→ **WHAT TO DO**: Please give the records below as a numbered list, leaving out any blank lines.

------------------------------------------------------------------------

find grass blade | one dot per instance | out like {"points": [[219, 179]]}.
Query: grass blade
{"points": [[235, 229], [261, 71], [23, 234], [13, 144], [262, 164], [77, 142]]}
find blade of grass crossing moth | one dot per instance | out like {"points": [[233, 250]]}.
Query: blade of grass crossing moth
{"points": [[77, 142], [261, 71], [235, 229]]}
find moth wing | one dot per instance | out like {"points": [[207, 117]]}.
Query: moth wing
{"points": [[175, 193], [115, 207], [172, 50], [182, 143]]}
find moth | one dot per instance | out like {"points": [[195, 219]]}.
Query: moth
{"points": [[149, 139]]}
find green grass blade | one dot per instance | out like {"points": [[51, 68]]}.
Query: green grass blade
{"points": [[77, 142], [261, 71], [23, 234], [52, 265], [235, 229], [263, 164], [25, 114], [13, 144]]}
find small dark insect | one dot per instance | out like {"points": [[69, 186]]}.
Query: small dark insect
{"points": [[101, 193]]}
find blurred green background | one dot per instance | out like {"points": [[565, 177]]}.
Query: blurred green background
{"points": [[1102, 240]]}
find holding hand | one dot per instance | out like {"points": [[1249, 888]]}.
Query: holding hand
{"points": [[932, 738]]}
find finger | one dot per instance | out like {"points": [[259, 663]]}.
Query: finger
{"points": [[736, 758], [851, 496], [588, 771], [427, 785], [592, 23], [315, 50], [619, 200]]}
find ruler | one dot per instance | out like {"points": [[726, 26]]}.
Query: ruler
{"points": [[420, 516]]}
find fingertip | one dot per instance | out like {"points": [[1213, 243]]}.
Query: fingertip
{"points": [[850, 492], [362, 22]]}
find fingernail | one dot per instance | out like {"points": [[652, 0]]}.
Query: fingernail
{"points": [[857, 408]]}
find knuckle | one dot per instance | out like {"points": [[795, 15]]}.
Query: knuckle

------------------------------------------------------------------------

→ **SOLUTION FOR THIS EXERCISE**:
1. find grass blade | one dot per instance | out like {"points": [[219, 179]]}.
2. Query: grass blade
3. {"points": [[235, 229], [261, 71], [23, 234], [13, 144], [262, 164], [77, 142]]}
4. find blade of grass crossing moth | one dot per instance | out like {"points": [[233, 250]]}.
5. Query: blade of grass crossing moth
6. {"points": [[77, 142], [261, 71], [235, 229]]}
7. find moth wing | one dot per instance | out like {"points": [[207, 117]]}.
8. Query: moth wing
9. {"points": [[175, 193], [115, 207], [172, 50], [182, 143]]}
10. find moth | one dot per instance | out like {"points": [[195, 219]]}.
11. Query: moth
12. {"points": [[149, 139]]}
13. find green grass blade | one dot per instance | out like {"points": [[51, 68]]}.
14. Query: green grass blade
15. {"points": [[77, 142], [261, 71], [23, 234], [52, 265], [235, 229], [263, 164], [25, 114], [13, 144]]}
16. find small dark insect | one dot per instance | out like {"points": [[69, 186]]}.
17. Query: small dark insect
18. {"points": [[101, 193]]}
19. find blurred green background | one dot per instance | out like {"points": [[565, 177]]}.
20. Query: blurred green background
21. {"points": [[1102, 240]]}
22. find holding hand | one dot per instance | out like {"points": [[1249, 888]]}.
23. Query: holding hand
24. {"points": [[932, 738]]}
25. find finger | one dot per instance | out like {"points": [[259, 663]]}.
26. Query: finger
27. {"points": [[736, 758], [851, 496], [588, 771], [427, 785], [592, 23], [315, 50], [619, 200]]}
28. find ruler | one dot per instance | out like {"points": [[726, 26]]}.
29. Query: ruler
30. {"points": [[420, 516]]}
31. find fingertip | one dot per instance | out like {"points": [[1213, 243]]}.
32. Query: fingertip
33. {"points": [[850, 492], [362, 22]]}
34. find fingernail | one dot per instance | out like {"points": [[652, 0]]}.
35. Query: fingernail
36. {"points": [[857, 408]]}
37. find knuckle | one dot per instance | out like {"points": [[795, 15]]}.
38. Query: knuckle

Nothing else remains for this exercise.